++++ READING TEXT ++++

The logo for the Tokyo 2020 torch relay is pictured as the Olympic flame goes on display at the Aquamarine Fukushima aquarium in Iwaki in Fukushima prefecture on March 25, 2020, the day after the historic decision to postpone the 2020 Tokyo Olympic Games. (Photo: AFP)
The Olympic flame will be removed from display in Japan, officials said Tuesday, as the country braces for a state of emergency due to the coronavirus that also forced the historic postponement of Tokyo 2020.
It had been on public display in the northeastern Fukushima region since last week, but Japanese Olympic organisers decided to shelve it as coronavirus cases climb in the country.
The ill-fated flame, lit in Greece, arrived in Japan on March 20 for a torch relay originally scheduled to start six days later and climax at the Olympics opening ceremony on July 24.
But the raging pandemic prompted the first postponement of the Games in peace-time, with the opening ceremony now slated to take place on July 23, 2021.
To keep the Olympic spirit alive in Japan, local organisers decided to maintain the flame in a lantern and display it in Fukushima, where the torch relay was going to start.
"Originally we wanted to hold the public display until the end of April. But considering recent developments, we decided to stop," said a Tokyo 2020 organising committee spokesman.
He declined to comment on where the flame will be stored, saying that organisers had no immediate plan to show it to the public and hoped to prevent people from congregating around the storage location.
The flame has had a troubled journey due to the coronavirus since being lit in ancient Olympia without spectators to avoid spreading the disease.
The Greek leg of the torch relay was scrapped when large crowds mobbed Hollywood actor Gerard Butler as he lit a cauldron in the town of Sparta.
The flame arrived to a muted welcome in northern Japan in front of a few dozen officials and guests, after plans to invite 200 schoolchildren were abandoned.
It then attracted large crowds in Japan despite calls from organisers to avoid mass gatherings because of the virus.

++++ SOURCE MATERIAL ++++

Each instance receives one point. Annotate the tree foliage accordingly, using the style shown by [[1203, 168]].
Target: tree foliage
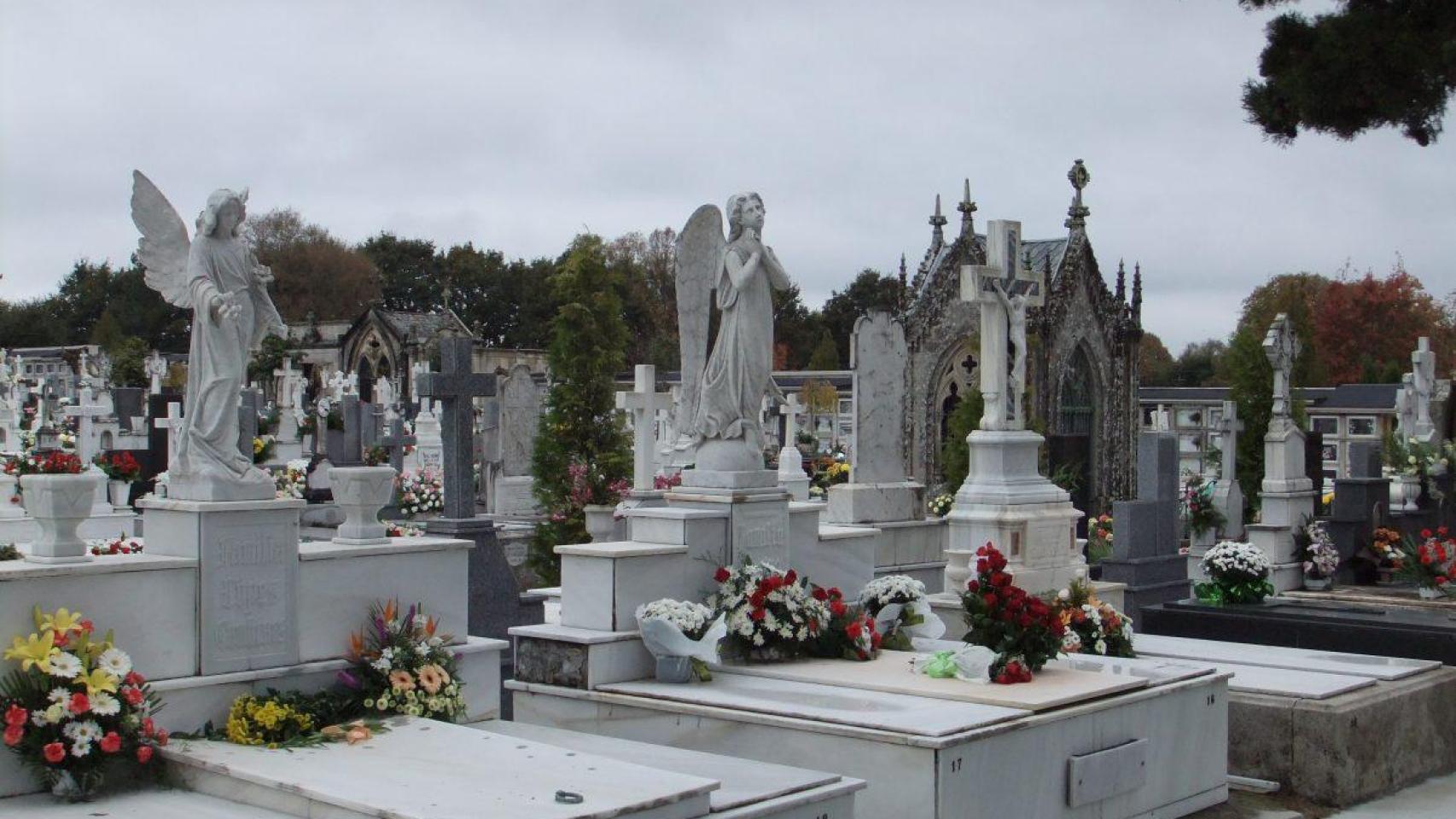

++++

:: WHAT THE TASK REQUIRES ::
In the article about the Olympic flame, until when had organizers originally intended to keep the flame on public display?

:: ANSWER ::
Until the end of April.